■ WORK TO BE COMPLETED ■
Sort through the listing below and keep each line with the word "baseboard". Copy those.

■ EXTRACTED DATA ■
·····

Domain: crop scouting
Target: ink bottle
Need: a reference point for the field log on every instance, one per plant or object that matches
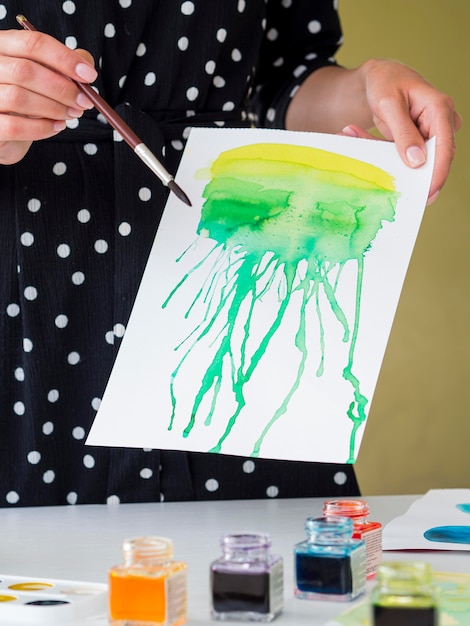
(148, 588)
(371, 532)
(247, 582)
(404, 595)
(330, 564)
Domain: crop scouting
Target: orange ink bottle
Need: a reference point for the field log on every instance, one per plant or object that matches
(370, 532)
(148, 588)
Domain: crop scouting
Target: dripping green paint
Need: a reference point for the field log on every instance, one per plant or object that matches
(270, 209)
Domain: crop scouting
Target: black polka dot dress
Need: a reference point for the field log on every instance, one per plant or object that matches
(77, 219)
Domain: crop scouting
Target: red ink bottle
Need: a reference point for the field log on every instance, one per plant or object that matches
(370, 532)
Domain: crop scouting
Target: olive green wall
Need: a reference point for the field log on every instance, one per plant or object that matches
(418, 434)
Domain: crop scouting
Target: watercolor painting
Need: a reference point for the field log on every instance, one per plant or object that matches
(451, 533)
(268, 304)
(331, 208)
(437, 521)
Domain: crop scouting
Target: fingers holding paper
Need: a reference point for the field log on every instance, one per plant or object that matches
(408, 110)
(389, 96)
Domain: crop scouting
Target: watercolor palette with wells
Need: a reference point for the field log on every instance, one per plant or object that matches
(25, 600)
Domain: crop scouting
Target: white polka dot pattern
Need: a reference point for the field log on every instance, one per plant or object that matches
(83, 213)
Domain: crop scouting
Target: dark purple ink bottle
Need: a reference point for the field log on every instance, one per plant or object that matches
(247, 582)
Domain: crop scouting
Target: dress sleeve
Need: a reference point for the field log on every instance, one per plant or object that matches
(300, 37)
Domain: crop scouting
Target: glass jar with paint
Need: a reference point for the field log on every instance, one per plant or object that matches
(404, 595)
(371, 532)
(148, 587)
(247, 582)
(330, 564)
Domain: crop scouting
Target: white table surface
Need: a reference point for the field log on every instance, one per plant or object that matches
(81, 542)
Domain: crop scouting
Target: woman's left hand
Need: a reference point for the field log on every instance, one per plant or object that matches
(408, 110)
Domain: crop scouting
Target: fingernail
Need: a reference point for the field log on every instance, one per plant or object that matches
(349, 131)
(432, 198)
(71, 112)
(83, 101)
(415, 156)
(86, 72)
(59, 125)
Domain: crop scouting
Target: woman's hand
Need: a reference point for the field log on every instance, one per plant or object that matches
(36, 93)
(385, 94)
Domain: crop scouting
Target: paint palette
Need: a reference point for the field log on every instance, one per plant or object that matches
(46, 601)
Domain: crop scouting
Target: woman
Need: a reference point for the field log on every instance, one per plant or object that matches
(79, 211)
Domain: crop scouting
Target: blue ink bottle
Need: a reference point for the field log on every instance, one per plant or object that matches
(330, 564)
(404, 595)
(247, 582)
(371, 532)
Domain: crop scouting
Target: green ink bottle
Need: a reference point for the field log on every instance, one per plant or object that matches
(404, 595)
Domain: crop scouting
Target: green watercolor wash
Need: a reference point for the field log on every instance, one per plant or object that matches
(269, 208)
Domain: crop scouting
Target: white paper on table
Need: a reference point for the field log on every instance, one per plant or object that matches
(283, 408)
(440, 514)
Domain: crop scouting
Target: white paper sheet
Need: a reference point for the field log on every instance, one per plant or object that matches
(440, 520)
(254, 336)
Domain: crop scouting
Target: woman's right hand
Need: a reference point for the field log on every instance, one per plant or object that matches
(36, 93)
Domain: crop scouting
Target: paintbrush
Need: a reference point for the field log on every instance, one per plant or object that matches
(137, 145)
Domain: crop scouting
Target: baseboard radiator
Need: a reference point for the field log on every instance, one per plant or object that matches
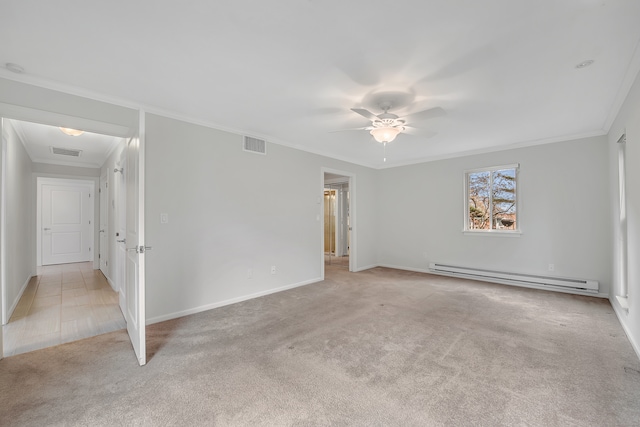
(531, 280)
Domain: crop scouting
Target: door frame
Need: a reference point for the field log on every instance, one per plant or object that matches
(103, 222)
(40, 181)
(351, 179)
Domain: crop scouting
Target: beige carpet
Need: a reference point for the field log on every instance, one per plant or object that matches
(377, 348)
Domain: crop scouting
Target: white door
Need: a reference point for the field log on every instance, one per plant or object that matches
(121, 230)
(66, 216)
(104, 225)
(135, 262)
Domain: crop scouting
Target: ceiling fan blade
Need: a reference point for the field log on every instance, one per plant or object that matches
(425, 114)
(365, 113)
(344, 130)
(423, 133)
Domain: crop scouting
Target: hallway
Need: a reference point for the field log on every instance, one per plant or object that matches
(62, 303)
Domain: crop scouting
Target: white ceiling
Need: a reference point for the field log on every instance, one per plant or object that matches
(38, 140)
(290, 71)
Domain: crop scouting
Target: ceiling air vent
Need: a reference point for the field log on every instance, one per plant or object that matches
(255, 145)
(66, 151)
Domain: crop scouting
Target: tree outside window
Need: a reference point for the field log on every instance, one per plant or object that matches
(491, 199)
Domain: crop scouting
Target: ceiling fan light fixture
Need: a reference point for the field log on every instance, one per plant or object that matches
(385, 134)
(71, 132)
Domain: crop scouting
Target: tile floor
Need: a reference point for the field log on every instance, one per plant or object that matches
(62, 303)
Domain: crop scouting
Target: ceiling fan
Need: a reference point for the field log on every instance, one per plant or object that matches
(386, 126)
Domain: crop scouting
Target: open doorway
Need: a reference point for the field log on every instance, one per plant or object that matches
(55, 289)
(338, 220)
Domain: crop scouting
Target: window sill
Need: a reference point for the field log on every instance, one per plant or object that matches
(497, 233)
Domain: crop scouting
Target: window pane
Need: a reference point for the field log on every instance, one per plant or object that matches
(504, 199)
(479, 198)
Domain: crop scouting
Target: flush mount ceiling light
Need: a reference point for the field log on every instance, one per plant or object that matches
(71, 132)
(386, 134)
(585, 64)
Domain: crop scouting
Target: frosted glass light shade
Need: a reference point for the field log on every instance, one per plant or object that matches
(72, 132)
(385, 134)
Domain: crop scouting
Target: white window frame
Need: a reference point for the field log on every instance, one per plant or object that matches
(502, 232)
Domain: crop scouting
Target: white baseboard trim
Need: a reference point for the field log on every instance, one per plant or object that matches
(505, 282)
(622, 314)
(399, 267)
(113, 285)
(202, 308)
(16, 301)
(366, 267)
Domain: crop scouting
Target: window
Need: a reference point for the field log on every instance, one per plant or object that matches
(491, 202)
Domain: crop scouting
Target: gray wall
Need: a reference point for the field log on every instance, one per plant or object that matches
(230, 211)
(19, 208)
(564, 213)
(43, 169)
(628, 120)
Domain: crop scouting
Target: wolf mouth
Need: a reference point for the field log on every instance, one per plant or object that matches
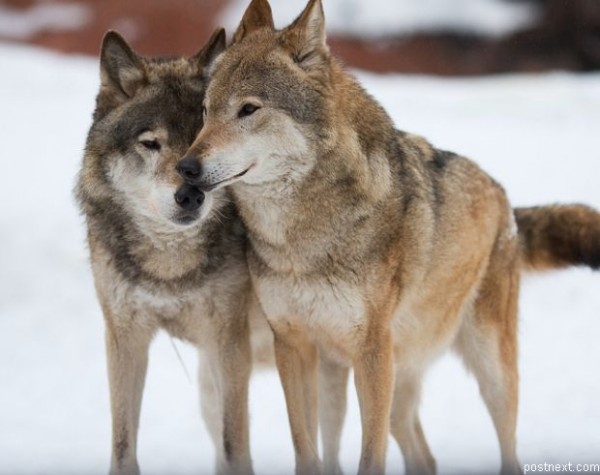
(212, 186)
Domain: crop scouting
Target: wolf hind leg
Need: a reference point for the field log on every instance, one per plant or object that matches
(487, 343)
(405, 424)
(333, 383)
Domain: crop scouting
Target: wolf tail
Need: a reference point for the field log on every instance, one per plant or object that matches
(558, 236)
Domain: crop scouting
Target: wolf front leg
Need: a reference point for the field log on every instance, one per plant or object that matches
(225, 367)
(127, 355)
(333, 383)
(296, 358)
(373, 376)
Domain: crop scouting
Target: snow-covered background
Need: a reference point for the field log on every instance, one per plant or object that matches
(538, 135)
(401, 17)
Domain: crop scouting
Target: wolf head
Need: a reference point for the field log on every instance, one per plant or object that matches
(148, 112)
(268, 105)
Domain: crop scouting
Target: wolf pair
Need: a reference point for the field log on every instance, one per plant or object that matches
(364, 246)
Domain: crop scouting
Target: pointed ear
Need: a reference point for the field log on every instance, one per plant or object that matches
(306, 38)
(209, 52)
(258, 15)
(121, 70)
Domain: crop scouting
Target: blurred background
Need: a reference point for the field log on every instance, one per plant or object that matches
(445, 37)
(525, 106)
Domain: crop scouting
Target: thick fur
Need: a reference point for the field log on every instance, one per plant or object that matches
(156, 264)
(368, 244)
(559, 236)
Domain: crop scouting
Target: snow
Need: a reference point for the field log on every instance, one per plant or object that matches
(538, 135)
(400, 17)
(39, 18)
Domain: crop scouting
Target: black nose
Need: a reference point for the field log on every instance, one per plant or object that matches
(189, 168)
(189, 198)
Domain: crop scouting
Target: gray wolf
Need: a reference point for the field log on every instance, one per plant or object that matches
(164, 254)
(367, 243)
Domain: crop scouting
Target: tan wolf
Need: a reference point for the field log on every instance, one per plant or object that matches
(367, 243)
(164, 254)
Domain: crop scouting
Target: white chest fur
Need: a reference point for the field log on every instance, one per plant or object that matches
(332, 312)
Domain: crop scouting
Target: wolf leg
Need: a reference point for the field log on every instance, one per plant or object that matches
(296, 359)
(333, 382)
(487, 343)
(127, 354)
(373, 377)
(405, 425)
(224, 377)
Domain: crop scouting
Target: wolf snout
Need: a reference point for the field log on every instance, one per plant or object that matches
(189, 168)
(189, 197)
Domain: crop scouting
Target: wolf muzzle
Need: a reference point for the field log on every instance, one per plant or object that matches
(189, 197)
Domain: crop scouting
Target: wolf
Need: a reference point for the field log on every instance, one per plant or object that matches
(164, 254)
(368, 244)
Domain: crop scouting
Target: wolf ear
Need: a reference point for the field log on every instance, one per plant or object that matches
(258, 15)
(306, 38)
(209, 52)
(121, 70)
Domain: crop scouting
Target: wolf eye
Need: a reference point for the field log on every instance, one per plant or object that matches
(247, 109)
(153, 145)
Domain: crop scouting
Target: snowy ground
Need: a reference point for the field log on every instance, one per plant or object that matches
(538, 135)
(396, 17)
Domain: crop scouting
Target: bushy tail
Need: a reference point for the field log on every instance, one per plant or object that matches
(558, 236)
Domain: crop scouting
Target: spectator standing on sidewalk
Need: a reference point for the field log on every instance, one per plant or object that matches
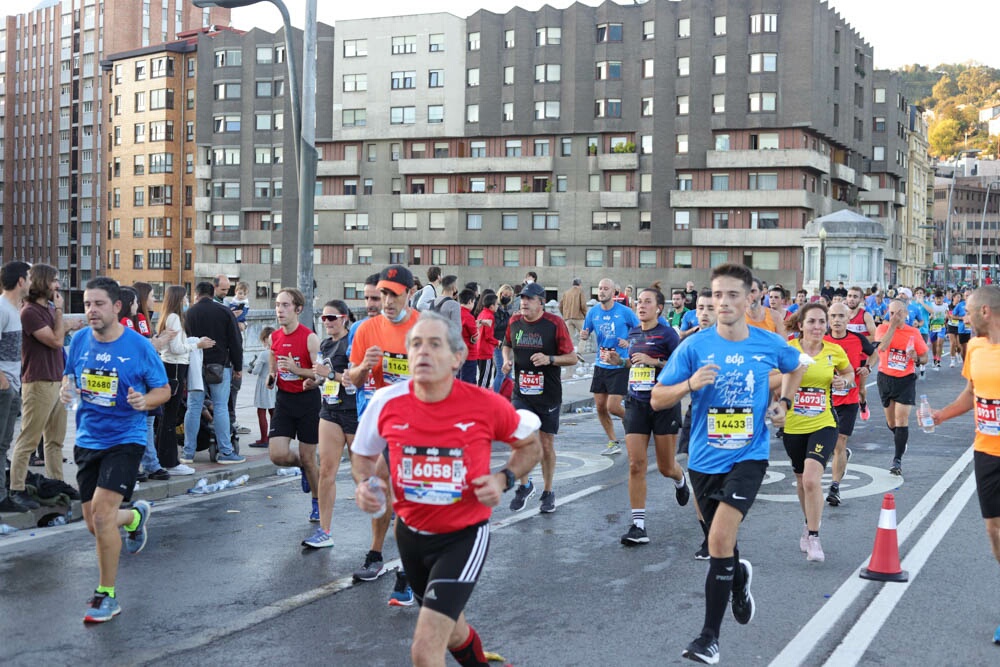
(42, 334)
(209, 319)
(14, 279)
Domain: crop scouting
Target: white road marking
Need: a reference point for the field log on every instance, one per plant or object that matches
(796, 652)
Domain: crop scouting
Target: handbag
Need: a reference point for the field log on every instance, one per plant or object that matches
(212, 373)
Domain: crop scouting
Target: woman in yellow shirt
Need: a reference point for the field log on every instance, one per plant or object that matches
(810, 432)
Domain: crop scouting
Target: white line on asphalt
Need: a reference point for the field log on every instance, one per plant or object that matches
(852, 649)
(797, 650)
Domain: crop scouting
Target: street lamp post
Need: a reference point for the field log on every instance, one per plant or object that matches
(982, 226)
(303, 131)
(822, 255)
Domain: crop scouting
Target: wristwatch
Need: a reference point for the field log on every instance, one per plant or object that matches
(511, 479)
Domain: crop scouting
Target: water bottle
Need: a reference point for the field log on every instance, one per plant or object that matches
(924, 416)
(376, 488)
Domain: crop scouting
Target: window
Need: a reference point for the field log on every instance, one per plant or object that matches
(545, 36)
(542, 220)
(761, 102)
(762, 181)
(608, 70)
(547, 109)
(764, 220)
(352, 83)
(610, 108)
(609, 32)
(763, 23)
(228, 58)
(404, 44)
(402, 115)
(404, 79)
(354, 117)
(763, 62)
(355, 48)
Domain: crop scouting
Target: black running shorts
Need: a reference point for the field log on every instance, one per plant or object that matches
(901, 390)
(737, 488)
(114, 469)
(641, 418)
(296, 416)
(817, 446)
(987, 469)
(443, 569)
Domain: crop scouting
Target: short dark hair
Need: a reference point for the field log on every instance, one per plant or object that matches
(738, 271)
(12, 272)
(113, 289)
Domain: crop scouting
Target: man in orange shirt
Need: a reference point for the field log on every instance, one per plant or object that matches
(982, 392)
(899, 346)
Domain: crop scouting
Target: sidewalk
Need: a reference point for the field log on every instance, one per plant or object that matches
(576, 394)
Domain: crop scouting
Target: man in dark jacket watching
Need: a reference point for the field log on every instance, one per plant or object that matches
(208, 318)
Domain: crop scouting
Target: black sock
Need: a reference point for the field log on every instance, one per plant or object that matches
(718, 586)
(902, 435)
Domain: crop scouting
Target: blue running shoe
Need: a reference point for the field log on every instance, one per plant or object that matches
(314, 515)
(319, 540)
(135, 540)
(101, 609)
(402, 594)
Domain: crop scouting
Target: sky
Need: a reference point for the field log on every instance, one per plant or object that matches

·····

■ EXERCISE OUTPUT ■
Target: baseboard radiator
Target: white baseboard trim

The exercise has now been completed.